-- START OF Task data --

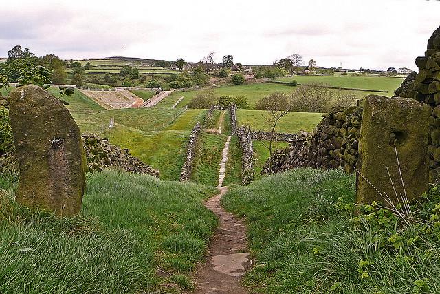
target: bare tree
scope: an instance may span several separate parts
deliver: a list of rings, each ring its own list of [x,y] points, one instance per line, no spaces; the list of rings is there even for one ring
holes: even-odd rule
[[[272,145],[275,139],[275,129],[280,120],[291,111],[291,97],[285,93],[278,92],[263,98],[258,103],[261,109],[265,110],[262,116],[266,120],[269,128],[269,143],[265,141],[267,140],[266,138],[258,138],[258,139],[260,139],[261,144],[269,150],[269,174],[270,174],[272,170]]]
[[[215,52],[211,51],[207,56],[203,58],[201,63],[204,65],[204,67],[206,71],[206,74],[209,74],[210,70],[214,67],[215,64],[214,58]]]
[[[287,59],[290,60],[290,75],[294,74],[294,72],[298,72],[298,67],[302,66],[304,64],[302,61],[302,56],[297,54],[294,54],[287,56]]]
[[[334,96],[335,90],[327,84],[312,83],[298,87],[292,93],[292,108],[299,112],[325,112]]]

-- END OF Task data --

Given problem: Render the listing above as a two-column CSV with the columns instruction and outline. Give each labeling job one row: its written text in the first column and its polygon answer in the second. Put each field in quotes with line breaks replaced by spaces, and leave out the pictures.

Full solution:
instruction,outline
"target: bare tree scope: an instance may span several separate parts deliver: a list of rings, each ring its own list of [x,y] points, one instance per line, no spaces; the list of rings is there even for one ring holes: even-odd rule","[[[272,145],[275,139],[275,129],[280,120],[291,111],[291,97],[285,93],[278,92],[263,98],[258,103],[261,109],[265,110],[262,116],[266,120],[269,128],[269,143],[265,141],[267,140],[266,138],[258,138],[258,139],[260,139],[261,144],[269,150],[269,174],[270,174],[272,170]]] [[[215,52],[211,51],[207,56],[203,58],[201,63],[204,65],[204,67],[206,71],[206,74],[209,74],[210,70],[214,67],[215,64],[214,58]]] [[[287,59],[290,60],[290,75],[294,74],[294,72],[298,72],[298,67],[302,66],[304,64],[302,61],[302,56],[297,54],[294,54],[287,56]]] [[[334,96],[335,90],[327,84],[312,83],[298,87],[292,93],[292,108],[299,112],[325,112]]]"